Instructions for the task
Put the lines of the data below into a numbered list, starting at the line that contains "Wanted = one point per instance on the monk" and stopping after the line that contains "x=710, y=92", with blank lines left out.

══ Source material

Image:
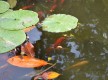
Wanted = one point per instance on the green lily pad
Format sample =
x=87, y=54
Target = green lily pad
x=24, y=18
x=10, y=39
x=5, y=12
x=59, y=23
x=4, y=6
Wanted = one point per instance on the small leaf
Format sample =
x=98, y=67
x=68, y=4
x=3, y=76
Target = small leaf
x=4, y=6
x=10, y=39
x=50, y=75
x=20, y=18
x=28, y=29
x=28, y=49
x=26, y=62
x=59, y=23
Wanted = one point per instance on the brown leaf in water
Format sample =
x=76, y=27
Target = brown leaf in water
x=28, y=49
x=50, y=75
x=26, y=62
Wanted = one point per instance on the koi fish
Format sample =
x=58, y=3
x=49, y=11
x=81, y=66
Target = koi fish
x=27, y=7
x=41, y=14
x=56, y=44
x=28, y=49
x=78, y=64
x=62, y=1
x=53, y=8
x=59, y=41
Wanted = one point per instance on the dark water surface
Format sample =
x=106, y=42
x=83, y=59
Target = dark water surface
x=90, y=43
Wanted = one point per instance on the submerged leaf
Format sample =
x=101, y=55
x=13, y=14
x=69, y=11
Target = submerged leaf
x=27, y=62
x=4, y=6
x=20, y=18
x=59, y=23
x=10, y=39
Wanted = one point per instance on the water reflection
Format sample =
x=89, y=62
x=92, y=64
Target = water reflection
x=90, y=43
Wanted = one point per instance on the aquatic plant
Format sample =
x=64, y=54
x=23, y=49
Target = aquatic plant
x=12, y=34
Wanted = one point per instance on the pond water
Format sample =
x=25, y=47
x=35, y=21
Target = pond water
x=89, y=44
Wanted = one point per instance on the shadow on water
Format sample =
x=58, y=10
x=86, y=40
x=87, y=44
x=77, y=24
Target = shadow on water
x=90, y=42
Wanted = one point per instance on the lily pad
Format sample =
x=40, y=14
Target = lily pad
x=10, y=39
x=6, y=12
x=4, y=6
x=23, y=19
x=26, y=62
x=59, y=23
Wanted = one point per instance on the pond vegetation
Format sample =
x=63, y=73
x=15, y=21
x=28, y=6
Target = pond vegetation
x=46, y=40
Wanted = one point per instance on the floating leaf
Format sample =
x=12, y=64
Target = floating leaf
x=27, y=62
x=50, y=75
x=10, y=39
x=29, y=29
x=6, y=12
x=20, y=18
x=4, y=6
x=59, y=23
x=12, y=3
x=28, y=49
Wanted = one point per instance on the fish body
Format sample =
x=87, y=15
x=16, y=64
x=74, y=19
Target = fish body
x=78, y=64
x=59, y=41
x=27, y=7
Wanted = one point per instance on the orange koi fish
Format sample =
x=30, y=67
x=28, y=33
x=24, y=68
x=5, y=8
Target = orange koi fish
x=62, y=1
x=41, y=14
x=59, y=41
x=53, y=8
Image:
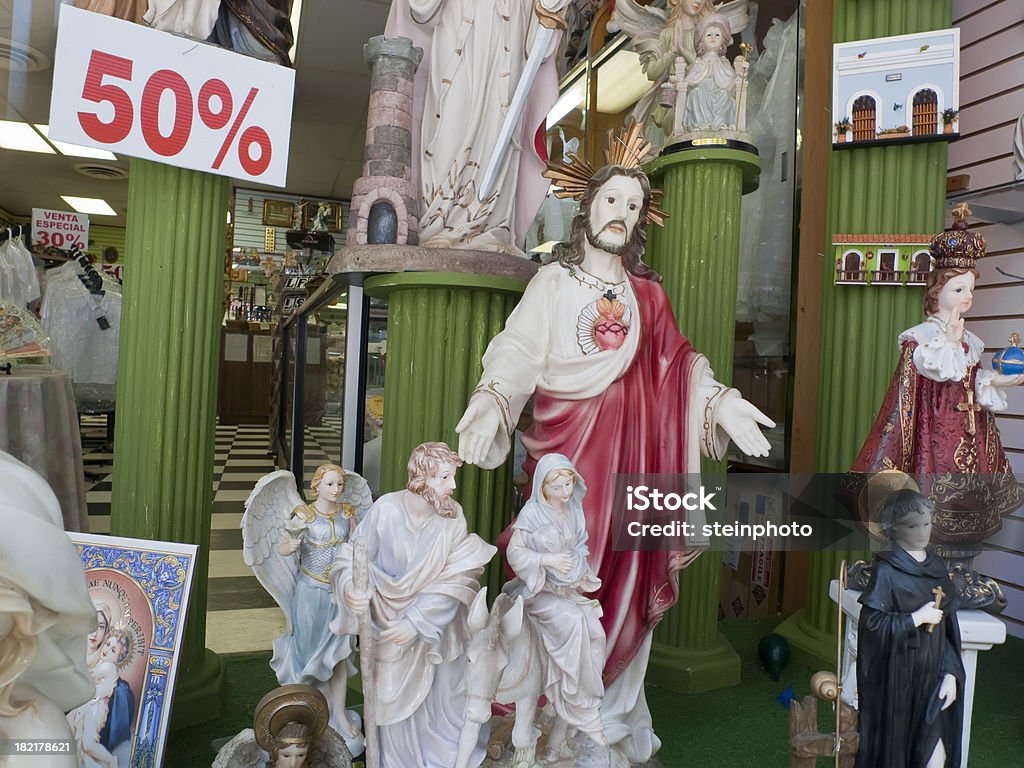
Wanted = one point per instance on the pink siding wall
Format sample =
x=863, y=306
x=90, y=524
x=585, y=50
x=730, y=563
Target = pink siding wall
x=991, y=101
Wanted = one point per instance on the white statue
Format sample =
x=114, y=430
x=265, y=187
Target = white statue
x=560, y=652
x=549, y=554
x=616, y=389
x=290, y=730
x=422, y=568
x=45, y=616
x=291, y=547
x=664, y=39
x=475, y=52
x=710, y=91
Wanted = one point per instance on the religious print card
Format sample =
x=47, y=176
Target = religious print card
x=140, y=590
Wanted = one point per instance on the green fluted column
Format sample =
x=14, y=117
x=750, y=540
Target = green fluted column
x=697, y=254
x=899, y=189
x=167, y=390
x=439, y=325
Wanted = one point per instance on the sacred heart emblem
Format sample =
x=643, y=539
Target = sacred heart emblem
x=603, y=325
x=609, y=333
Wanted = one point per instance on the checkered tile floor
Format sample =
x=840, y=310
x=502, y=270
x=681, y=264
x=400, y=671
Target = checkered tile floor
x=242, y=617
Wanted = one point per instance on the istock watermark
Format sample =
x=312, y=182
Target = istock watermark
x=726, y=513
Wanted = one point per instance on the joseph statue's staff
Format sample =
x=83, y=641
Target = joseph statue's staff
x=360, y=581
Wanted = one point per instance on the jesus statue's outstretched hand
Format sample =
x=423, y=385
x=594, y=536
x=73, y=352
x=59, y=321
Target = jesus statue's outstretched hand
x=477, y=429
x=739, y=419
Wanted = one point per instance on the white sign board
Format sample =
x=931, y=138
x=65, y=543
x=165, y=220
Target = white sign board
x=59, y=229
x=138, y=91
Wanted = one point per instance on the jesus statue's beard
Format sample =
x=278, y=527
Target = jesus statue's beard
x=445, y=506
x=597, y=241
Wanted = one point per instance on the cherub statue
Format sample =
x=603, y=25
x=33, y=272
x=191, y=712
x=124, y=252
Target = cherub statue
x=320, y=220
x=710, y=90
x=662, y=37
x=291, y=546
x=411, y=571
x=45, y=617
x=909, y=673
x=290, y=730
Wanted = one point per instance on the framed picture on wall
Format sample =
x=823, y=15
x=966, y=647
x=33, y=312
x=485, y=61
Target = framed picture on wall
x=140, y=591
x=278, y=213
x=333, y=215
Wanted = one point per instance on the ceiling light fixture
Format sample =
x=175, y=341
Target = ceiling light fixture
x=14, y=135
x=91, y=206
x=294, y=18
x=76, y=151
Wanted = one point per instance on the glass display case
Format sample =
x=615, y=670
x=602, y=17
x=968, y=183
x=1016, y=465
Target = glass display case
x=333, y=352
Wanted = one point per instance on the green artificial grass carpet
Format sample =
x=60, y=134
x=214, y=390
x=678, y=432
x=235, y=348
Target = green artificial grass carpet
x=728, y=728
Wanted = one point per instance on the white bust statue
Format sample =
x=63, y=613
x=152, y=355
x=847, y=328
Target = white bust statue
x=45, y=616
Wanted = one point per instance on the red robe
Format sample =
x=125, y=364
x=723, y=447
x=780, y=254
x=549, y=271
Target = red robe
x=638, y=424
x=920, y=431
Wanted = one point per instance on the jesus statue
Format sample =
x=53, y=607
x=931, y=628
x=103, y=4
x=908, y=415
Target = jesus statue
x=617, y=389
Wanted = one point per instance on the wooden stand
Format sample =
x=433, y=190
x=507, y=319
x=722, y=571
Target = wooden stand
x=806, y=744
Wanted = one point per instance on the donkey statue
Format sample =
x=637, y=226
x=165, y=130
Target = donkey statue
x=505, y=664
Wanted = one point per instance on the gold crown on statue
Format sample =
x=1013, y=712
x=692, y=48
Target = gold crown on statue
x=960, y=248
x=627, y=148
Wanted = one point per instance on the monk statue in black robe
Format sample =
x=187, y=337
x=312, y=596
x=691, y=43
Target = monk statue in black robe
x=909, y=673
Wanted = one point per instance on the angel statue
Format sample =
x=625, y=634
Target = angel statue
x=289, y=730
x=660, y=36
x=290, y=546
x=710, y=92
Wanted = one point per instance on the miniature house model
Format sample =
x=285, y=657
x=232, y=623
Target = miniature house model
x=882, y=259
x=896, y=87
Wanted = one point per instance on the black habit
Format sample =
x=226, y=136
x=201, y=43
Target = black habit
x=900, y=667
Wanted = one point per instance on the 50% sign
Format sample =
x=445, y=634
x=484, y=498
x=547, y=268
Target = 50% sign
x=155, y=95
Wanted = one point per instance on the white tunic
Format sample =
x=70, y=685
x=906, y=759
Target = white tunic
x=425, y=572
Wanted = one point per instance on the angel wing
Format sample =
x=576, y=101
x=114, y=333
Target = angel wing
x=267, y=509
x=737, y=11
x=643, y=24
x=356, y=494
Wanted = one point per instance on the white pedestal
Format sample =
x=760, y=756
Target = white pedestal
x=978, y=632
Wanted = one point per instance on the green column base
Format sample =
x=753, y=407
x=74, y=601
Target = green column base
x=693, y=670
x=199, y=693
x=439, y=325
x=810, y=646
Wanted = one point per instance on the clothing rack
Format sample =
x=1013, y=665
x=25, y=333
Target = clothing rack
x=91, y=280
x=14, y=231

════

Output below
1. Wanted = one point per instance on the monk statue in black robe
2. Format sample =
3. x=187, y=337
4. x=312, y=596
5. x=691, y=43
6. Target = monk statue in black robe
7. x=909, y=673
8. Wanted = one point per instance on the angel statue
9. Format sample =
10. x=625, y=634
11. Target = angel statue
12. x=289, y=730
13. x=660, y=36
14. x=290, y=546
15. x=710, y=92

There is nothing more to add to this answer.